◆ **TASK 1**
In the bail appeal judgment below, who is the second respondent in the review application?
◆ **TASK 2**
For each statement, say whether it agrees with the bail appeal judgment below. Answer yes or no, and quote the deciding words from the judgment. (a) The appellant pleaded not guilty to the charges. (b) The suspended sentence was brought into operation in June 2013. (c) The notice of motion required the record of proceedings to be sent to the Registrar within thirty days.
◆ **TASK 3**
Reproduce the part of the bail appeal judgment below starting with "[1] This is" and going on through "Cape Division, Grahamstown).".

◆ **PROVIDED TEXT**
In the matter between:

PELISA LWAZIKAZI VELLEM                                                                                   Appellant

And

THE STATE                                                                                                            Respondent

JUDGMENT

BESHE, J:

[1] This is an appeal against the refusal by the Regional Magistrate, Port Elizabeth to admit the appellant to bail pending the outcome of a review application to the High Court of South Africa (Eastern Cape Division, Grahamstown).

[2] The appellant who was accused number two, pleaded guilty and was convicted of eight counts of fraud and nine counts of contravention for Section 58 (d) and read with read with Section5 (1) and Section 28 (1) and (2) of Act 89 of 1991 as amended (failure to furnish the Commissioner for the South African Revenue Service with VAT201 returns). She was sentenced in June 2009 to correctional supervision of three years. In addition thereto, she was given a suspended sentence. The said suspended sentence was brought into operation in June 2013. In January 2014 appellant gave notice that she intended applying to this court for an order Reviewing and setting aside the Regional Magistrate’s judgment in Case No. CCC 1/20/2009, that was handed down in the Specialised Commercial Crimes Court wherein the sentence that suspended in June 2009, was brought into operation. The notice of motion in respect of the review application also called upon the Regional Magistrate to despatch, to the Registrar of this court, the complete record of proceedings sought to be reviewed within fifteen (15) days after receipt of the notice of motion. Pending such review, the applicant applied that she be released on bail. The application for bail pending review was dismissed by the Regional Magistrate. It is that refusal she is appealing against.

[3] First respondent in the review application is the Regional Magistrate whose order is sought to be reviewed. The second respondent is the Director of Public Prosecutions, Eastern Cape. The first respondent’s judgment that is sought to be reviewed is impugned on the basis that the sentence that was purportedly put into operation by the first respondent on the 13 June 2013 was not the sentence that was imposed by him on the 26 June 2009. In that, the sentence purportedly imposed on the 26 June 2009 was merely “imprisonment of five (5)” without an indication whether it was 5 days, weeks, months or years.

[4] It is common cause that after the imposition of sentence on the 26 June 2009, the appellant was provided with a copy of the sentence. The sentence reflected in that copy is reproduced herein under:

1. Accused is sentenced to correctional supervision of three (3) years in terms of section 276(1) (h) act 51/1977 under the following conditions:

1.1.1.      the accused be placed under house arrest for the full duration of their sentence with the following exceptions:

1.1.2.      times the accused is performing their work from 0600 to 17:00 on workdays

1.1.3.      times the accused perform community services as per paragraph 1.1.5 infra.

1.1.4.      times when accused is hospitalized by a registered medical practitioner.

1.1.5.      times when the accused attend church services as per arrangement with the correctional service officer.

1.2.         The accused is not allowed to leave her work address, home address or the magisterial district of Port Elizabeth without the prior written consent of the correctional service officer.

1.3.         the accused shall subject herself visits at irregular hours at her home and or work place by officers of Community Corrections.

◆ **PROVIDED DATA**
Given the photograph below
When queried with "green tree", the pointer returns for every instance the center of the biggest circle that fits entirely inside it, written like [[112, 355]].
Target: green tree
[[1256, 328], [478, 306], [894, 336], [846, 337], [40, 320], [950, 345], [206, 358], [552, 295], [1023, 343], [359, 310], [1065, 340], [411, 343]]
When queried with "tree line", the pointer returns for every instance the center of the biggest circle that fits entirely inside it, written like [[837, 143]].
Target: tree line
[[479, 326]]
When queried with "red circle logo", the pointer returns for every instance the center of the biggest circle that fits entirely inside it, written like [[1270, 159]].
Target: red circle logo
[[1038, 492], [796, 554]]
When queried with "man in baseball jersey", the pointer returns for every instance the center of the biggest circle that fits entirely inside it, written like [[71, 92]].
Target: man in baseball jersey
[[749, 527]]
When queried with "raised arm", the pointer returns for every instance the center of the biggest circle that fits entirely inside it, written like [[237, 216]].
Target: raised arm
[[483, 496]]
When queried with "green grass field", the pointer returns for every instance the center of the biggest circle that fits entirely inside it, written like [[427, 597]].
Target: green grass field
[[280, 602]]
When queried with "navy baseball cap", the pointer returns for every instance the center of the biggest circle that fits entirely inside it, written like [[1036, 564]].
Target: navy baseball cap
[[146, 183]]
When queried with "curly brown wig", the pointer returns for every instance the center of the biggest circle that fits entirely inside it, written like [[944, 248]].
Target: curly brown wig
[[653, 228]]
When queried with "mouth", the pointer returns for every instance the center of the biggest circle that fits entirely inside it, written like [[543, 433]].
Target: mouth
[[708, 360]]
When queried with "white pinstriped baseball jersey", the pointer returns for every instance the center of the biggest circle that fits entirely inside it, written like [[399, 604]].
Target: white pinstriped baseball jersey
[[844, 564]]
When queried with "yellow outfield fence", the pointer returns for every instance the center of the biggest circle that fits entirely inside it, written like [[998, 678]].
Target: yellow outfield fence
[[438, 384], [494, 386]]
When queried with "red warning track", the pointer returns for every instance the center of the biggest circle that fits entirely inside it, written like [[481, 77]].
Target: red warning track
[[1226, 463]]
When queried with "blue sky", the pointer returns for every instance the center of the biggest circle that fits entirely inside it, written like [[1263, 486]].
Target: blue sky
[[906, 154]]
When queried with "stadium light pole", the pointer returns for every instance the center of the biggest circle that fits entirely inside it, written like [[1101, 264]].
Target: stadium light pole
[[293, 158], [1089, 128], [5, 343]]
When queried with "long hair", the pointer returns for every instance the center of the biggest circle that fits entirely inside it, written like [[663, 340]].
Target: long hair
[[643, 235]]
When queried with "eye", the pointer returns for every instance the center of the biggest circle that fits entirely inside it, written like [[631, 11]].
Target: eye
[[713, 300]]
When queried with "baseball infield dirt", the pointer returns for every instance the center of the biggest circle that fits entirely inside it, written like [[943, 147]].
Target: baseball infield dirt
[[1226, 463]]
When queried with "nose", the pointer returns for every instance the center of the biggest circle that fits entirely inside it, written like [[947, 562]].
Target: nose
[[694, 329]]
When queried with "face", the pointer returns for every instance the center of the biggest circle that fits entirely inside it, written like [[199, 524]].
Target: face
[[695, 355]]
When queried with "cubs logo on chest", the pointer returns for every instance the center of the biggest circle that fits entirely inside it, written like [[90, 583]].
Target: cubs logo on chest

◆ **TASK RESULT 1**
The Director of Public Prosecutions, Eastern Cape.

◆ **TASK RESULT 2**
(a) No: "pleaded guilty and was convicted of eight counts of fraud"
(b) Yes: "The said suspended sentence was brought into operation in June 2013."
(c) No: "within fifteen (15) days after receipt of the notice of motion"

◆ **TASK RESULT 3**
[1] This is an appeal against the refusal by the Regional Magistrate, Port Elizabeth to admit the appellant to bail pending the outcome of a review application to the High Court of South Africa (Eastern Cape Division, Grahamstown).